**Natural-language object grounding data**
━━━━━━━━━━━━━━━━━━━━━━━━━━━━━━

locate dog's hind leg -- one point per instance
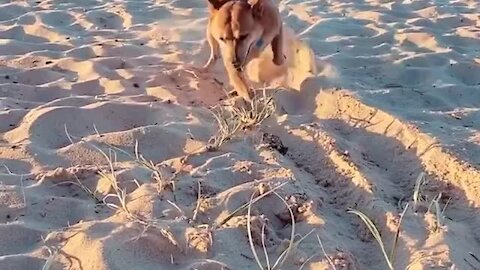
(214, 52)
(277, 49)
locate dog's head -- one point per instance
(234, 24)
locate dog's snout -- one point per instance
(237, 65)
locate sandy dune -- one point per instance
(378, 92)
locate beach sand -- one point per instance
(375, 93)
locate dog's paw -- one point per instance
(279, 60)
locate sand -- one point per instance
(375, 94)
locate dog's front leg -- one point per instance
(214, 51)
(277, 49)
(238, 81)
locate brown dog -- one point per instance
(240, 30)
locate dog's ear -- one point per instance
(216, 4)
(257, 7)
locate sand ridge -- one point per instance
(379, 92)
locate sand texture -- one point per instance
(105, 127)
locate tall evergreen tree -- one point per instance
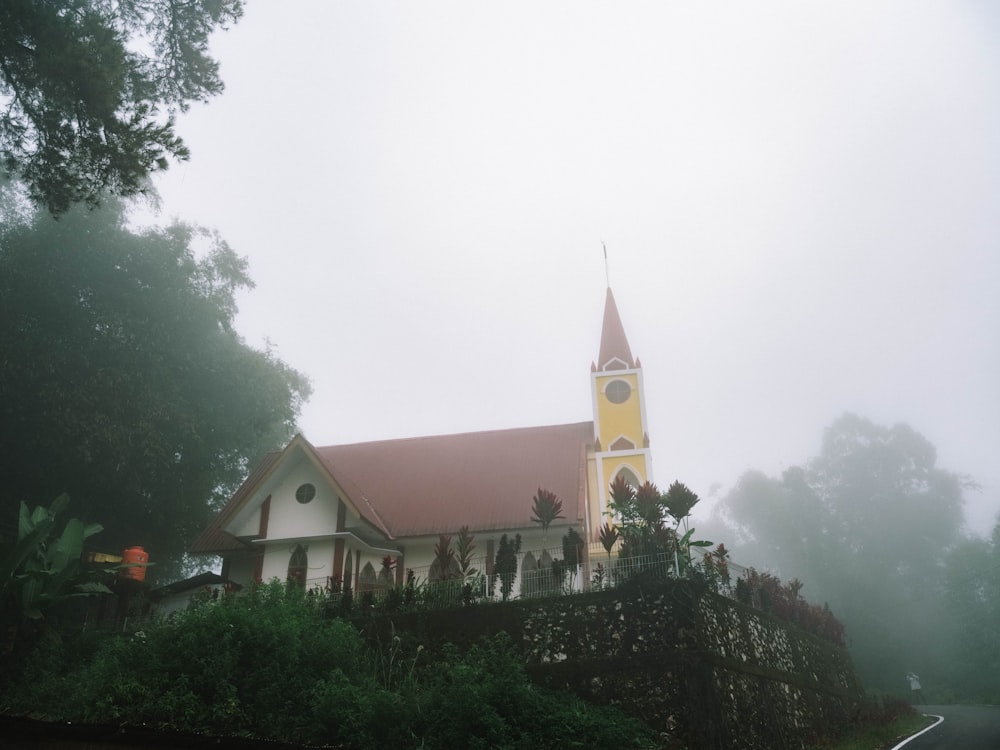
(123, 381)
(89, 90)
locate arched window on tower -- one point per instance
(629, 476)
(298, 566)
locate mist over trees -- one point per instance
(873, 527)
(88, 90)
(123, 382)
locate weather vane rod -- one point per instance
(607, 274)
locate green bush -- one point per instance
(274, 664)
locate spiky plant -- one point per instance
(547, 508)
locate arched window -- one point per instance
(298, 566)
(368, 581)
(629, 477)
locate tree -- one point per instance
(89, 90)
(444, 567)
(505, 565)
(546, 508)
(123, 382)
(866, 526)
(972, 589)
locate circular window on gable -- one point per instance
(305, 493)
(618, 391)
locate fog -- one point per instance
(799, 204)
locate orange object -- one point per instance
(132, 556)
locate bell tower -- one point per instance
(621, 439)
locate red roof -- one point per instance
(486, 480)
(430, 485)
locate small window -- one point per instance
(618, 391)
(298, 566)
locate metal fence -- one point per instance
(542, 573)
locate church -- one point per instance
(332, 516)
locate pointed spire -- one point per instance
(615, 352)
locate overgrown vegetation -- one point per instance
(882, 724)
(274, 664)
(872, 525)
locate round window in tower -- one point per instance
(618, 391)
(305, 493)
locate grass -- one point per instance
(881, 736)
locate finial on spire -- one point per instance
(607, 275)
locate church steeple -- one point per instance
(621, 440)
(615, 353)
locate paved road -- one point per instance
(963, 728)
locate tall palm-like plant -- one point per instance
(609, 536)
(465, 546)
(444, 566)
(547, 507)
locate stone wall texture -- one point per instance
(704, 670)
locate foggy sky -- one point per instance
(800, 204)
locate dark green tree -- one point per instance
(123, 382)
(867, 527)
(972, 587)
(89, 90)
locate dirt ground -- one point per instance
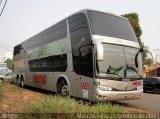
(16, 99)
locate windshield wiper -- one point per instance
(115, 72)
(133, 69)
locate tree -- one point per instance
(134, 21)
(9, 63)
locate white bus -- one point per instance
(92, 55)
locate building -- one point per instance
(6, 56)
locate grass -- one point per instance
(52, 104)
(46, 105)
(64, 107)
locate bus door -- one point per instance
(85, 72)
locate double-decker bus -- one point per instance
(92, 55)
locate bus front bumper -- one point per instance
(117, 95)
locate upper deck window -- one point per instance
(110, 25)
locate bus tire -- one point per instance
(63, 88)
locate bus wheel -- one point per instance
(62, 87)
(21, 82)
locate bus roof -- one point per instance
(80, 11)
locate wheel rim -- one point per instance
(64, 90)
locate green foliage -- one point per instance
(9, 63)
(134, 21)
(52, 104)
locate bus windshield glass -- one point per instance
(111, 26)
(119, 63)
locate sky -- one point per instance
(22, 19)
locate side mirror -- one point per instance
(100, 52)
(139, 51)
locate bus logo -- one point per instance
(40, 79)
(85, 85)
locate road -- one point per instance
(149, 102)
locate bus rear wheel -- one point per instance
(62, 87)
(64, 90)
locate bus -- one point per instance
(91, 55)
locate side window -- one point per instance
(54, 33)
(81, 45)
(57, 63)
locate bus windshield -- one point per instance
(119, 63)
(111, 26)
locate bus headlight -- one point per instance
(104, 88)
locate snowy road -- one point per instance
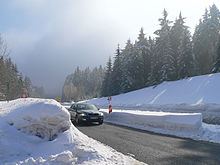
(154, 148)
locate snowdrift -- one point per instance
(45, 118)
(39, 132)
(195, 90)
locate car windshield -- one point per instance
(86, 107)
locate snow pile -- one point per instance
(22, 119)
(198, 94)
(164, 120)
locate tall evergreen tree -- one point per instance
(181, 49)
(217, 62)
(126, 66)
(106, 89)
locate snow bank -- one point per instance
(164, 120)
(198, 94)
(22, 119)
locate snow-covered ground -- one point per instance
(198, 94)
(39, 131)
(187, 125)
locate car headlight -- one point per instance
(82, 114)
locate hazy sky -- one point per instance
(48, 39)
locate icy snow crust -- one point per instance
(198, 94)
(21, 120)
(175, 108)
(168, 121)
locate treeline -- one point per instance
(12, 83)
(83, 84)
(174, 54)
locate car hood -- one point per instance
(90, 111)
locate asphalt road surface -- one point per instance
(154, 149)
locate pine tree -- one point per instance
(205, 40)
(181, 49)
(126, 64)
(163, 62)
(144, 57)
(216, 65)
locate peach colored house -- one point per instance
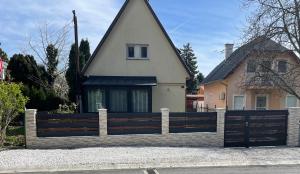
(225, 85)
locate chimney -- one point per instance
(228, 50)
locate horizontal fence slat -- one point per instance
(64, 125)
(45, 116)
(264, 128)
(68, 125)
(193, 122)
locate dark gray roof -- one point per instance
(114, 23)
(227, 66)
(120, 81)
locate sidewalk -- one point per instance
(142, 157)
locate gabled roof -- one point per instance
(113, 25)
(227, 66)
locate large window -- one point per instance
(291, 101)
(238, 102)
(96, 100)
(119, 99)
(282, 66)
(261, 102)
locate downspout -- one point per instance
(226, 93)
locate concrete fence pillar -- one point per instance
(102, 122)
(164, 121)
(293, 127)
(30, 127)
(220, 125)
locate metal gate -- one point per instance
(255, 128)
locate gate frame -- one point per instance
(246, 130)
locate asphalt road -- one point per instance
(293, 169)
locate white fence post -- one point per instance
(30, 127)
(293, 126)
(220, 125)
(164, 121)
(102, 122)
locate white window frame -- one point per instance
(297, 104)
(267, 100)
(137, 51)
(244, 101)
(247, 63)
(287, 65)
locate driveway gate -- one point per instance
(255, 128)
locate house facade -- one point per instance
(228, 84)
(135, 67)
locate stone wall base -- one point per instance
(204, 139)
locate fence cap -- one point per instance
(164, 109)
(30, 110)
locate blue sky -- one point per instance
(206, 24)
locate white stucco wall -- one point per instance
(137, 26)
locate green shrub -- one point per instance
(12, 102)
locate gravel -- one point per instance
(142, 157)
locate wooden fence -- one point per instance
(193, 122)
(63, 125)
(256, 128)
(133, 123)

━━━━━━━━━━━━━━━━━━━━━━━━━━━━━━

**TRY IT**
The data above should be set down again exactly, with the pictures omitted.

**THE ANSWER**
locate dog's hind leg -- one point per instance
(214, 52)
(277, 49)
locate dog's head -- one point per instance
(234, 24)
locate dog's snout -- one point per instance
(237, 65)
locate sandy dune -- one point per instance
(378, 92)
locate beach sand -- one point per instance
(375, 93)
locate dog's paw -- one point per instance
(279, 60)
locate sand -- one point per instance
(375, 94)
locate dog's front leg -- one point per instance
(214, 51)
(277, 49)
(238, 81)
locate brown dog -- one point per instance
(240, 30)
locate dog's ear -- one point per instance
(216, 4)
(257, 7)
locate sand ridge -- one point per instance
(379, 92)
locate sand texture -- one point per instance
(105, 127)
locate tall evergreen tree -- one point per instance
(123, 381)
(89, 90)
locate arched window on tower -- one point per instance
(629, 476)
(298, 566)
locate mist over trees -- one point per instance
(873, 527)
(88, 90)
(123, 382)
locate weather vane rod -- one point per instance
(607, 274)
locate green bush -- one point per instance
(274, 664)
locate spiky plant -- one point per instance
(547, 508)
locate arched window -- one point per instance
(298, 566)
(368, 581)
(629, 477)
locate tree -- one point per instance
(89, 90)
(444, 567)
(505, 565)
(546, 508)
(123, 382)
(866, 526)
(972, 589)
locate circular window on gable -- one point per instance
(305, 493)
(618, 391)
locate fog -- one point per instance
(799, 204)
locate orange object -- one point per instance
(132, 556)
locate bell tower -- one point per instance
(621, 439)
locate red roof -- one point per instance
(486, 480)
(430, 485)
locate small window -- one point per instance
(618, 391)
(298, 566)
locate metal fence -- one point per instance
(542, 573)
locate church -- one point per instance
(332, 516)
locate pointed spire -- one point per instance
(615, 352)
locate overgrown vegetation -- one point per instance
(882, 724)
(274, 664)
(872, 525)
locate round window in tower -- one point per instance
(618, 391)
(305, 493)
locate grass -- one point per instance
(881, 736)
locate finial on spire -- one point per instance
(607, 275)
locate church steeple -- one point per instance
(621, 440)
(615, 353)
locate paved road -- one point per instance
(963, 728)
locate tall palm-like plant -- one point per instance
(609, 536)
(465, 546)
(444, 566)
(547, 507)
locate stone wall texture -- one point per instance
(704, 670)
locate foggy sky -- one point per instance
(800, 204)
locate dark green tree -- one point per instance
(123, 382)
(867, 527)
(972, 587)
(89, 90)
locate dirt ground -- one point per instance
(16, 99)
locate windshield wiper -- one point per instance
(115, 72)
(133, 69)
locate tree -- one point per instance
(134, 21)
(9, 63)
locate white bus -- one point per instance
(92, 55)
locate building -- one point per instance
(6, 56)
locate grass -- one point per instance
(52, 104)
(46, 105)
(64, 107)
locate bus door -- one point per instance
(85, 72)
locate double-decker bus -- one point per instance
(92, 55)
locate bus front bumper -- one point per instance
(117, 95)
locate upper deck window -- one point per instance
(110, 25)
locate bus tire -- one point per instance
(63, 88)
locate bus wheel -- one point per instance
(62, 87)
(21, 82)
locate bus roof -- one point per instance
(80, 11)
locate wheel rim -- one point per instance
(64, 90)
locate green foliage -- one point per instance
(9, 63)
(134, 21)
(52, 104)
locate bus windshield glass -- one point per instance
(111, 26)
(119, 63)
locate sky -- one point per instance
(22, 19)
locate side mirror -- one point per instance
(100, 52)
(139, 51)
locate bus logo -- one point per instance
(40, 79)
(85, 85)
locate road -- one point per instance
(149, 102)
locate bus rear wheel -- one point per instance
(62, 87)
(64, 90)
locate bus -- one point per instance
(91, 55)
locate side window -- one point per instance
(54, 33)
(81, 45)
(57, 63)
locate bus windshield -- one point per instance
(119, 63)
(111, 26)
locate bus headlight -- one point per instance
(104, 88)
locate snowy road -- one point per instance
(154, 148)
locate snowdrift -- one point per instance
(45, 118)
(39, 132)
(195, 90)
locate car windshield -- one point per instance
(86, 107)
locate snow pile -- one point per instance
(22, 119)
(198, 94)
(164, 120)
locate tall evergreen tree -- one point per instance
(181, 49)
(217, 62)
(126, 66)
(106, 89)
locate snow bank -- one point per instance
(164, 120)
(198, 94)
(22, 119)
locate snow-covered ground -- one point per instance
(198, 94)
(39, 131)
(187, 125)
locate car headlight -- one point per instance
(82, 114)
locate hazy sky -- one point per instance
(48, 39)
locate icy snow crust -- one point per instance
(198, 94)
(21, 120)
(175, 108)
(168, 121)
locate treeline -- one point per instance
(12, 83)
(83, 84)
(174, 54)
locate car hood -- one point per instance
(90, 111)
locate asphalt road surface -- one point per instance
(154, 149)
locate pine tree -- one point per instance
(205, 40)
(181, 49)
(126, 64)
(163, 62)
(144, 57)
(216, 65)
locate peach colored house -- one point per instance
(225, 85)
locate chimney -- one point per instance
(228, 50)
locate horizontal fence slat -- one point per instance
(64, 125)
(45, 116)
(264, 128)
(68, 125)
(193, 122)
locate dark gray roof -- one point per instance
(114, 23)
(227, 66)
(120, 81)
locate sidewalk -- one point per instance
(142, 157)
locate gabled roof -- one point per instance
(113, 25)
(227, 66)
locate large window -- one point per instance
(291, 101)
(238, 102)
(96, 100)
(119, 99)
(282, 66)
(261, 102)
locate downspout -- one point per instance
(226, 93)
locate concrete fence pillar -- one point per instance
(102, 122)
(164, 121)
(293, 127)
(30, 127)
(220, 125)
locate metal gate -- one point per instance
(255, 128)
locate gate frame -- one point per instance
(246, 130)
locate asphalt road -- one point per instance
(293, 169)
locate white fence post -- one point per instance
(30, 127)
(293, 126)
(220, 125)
(164, 121)
(102, 122)
locate white window frame -- one point per instance
(297, 104)
(267, 100)
(137, 51)
(244, 101)
(247, 63)
(287, 65)
locate driveway gate -- one point per instance
(255, 128)
locate house facade -- one point per instance
(228, 84)
(135, 67)
locate stone wall base -- one point per instance
(204, 139)
locate fence cap -- one point per instance
(164, 109)
(30, 110)
locate blue sky -- one point per instance
(206, 24)
locate white stucco wall -- one point per instance
(137, 26)
locate green shrub -- one point per instance
(12, 102)
locate gravel -- one point per instance
(142, 157)
locate wooden fence -- one point per instance
(193, 122)
(63, 125)
(256, 128)
(133, 123)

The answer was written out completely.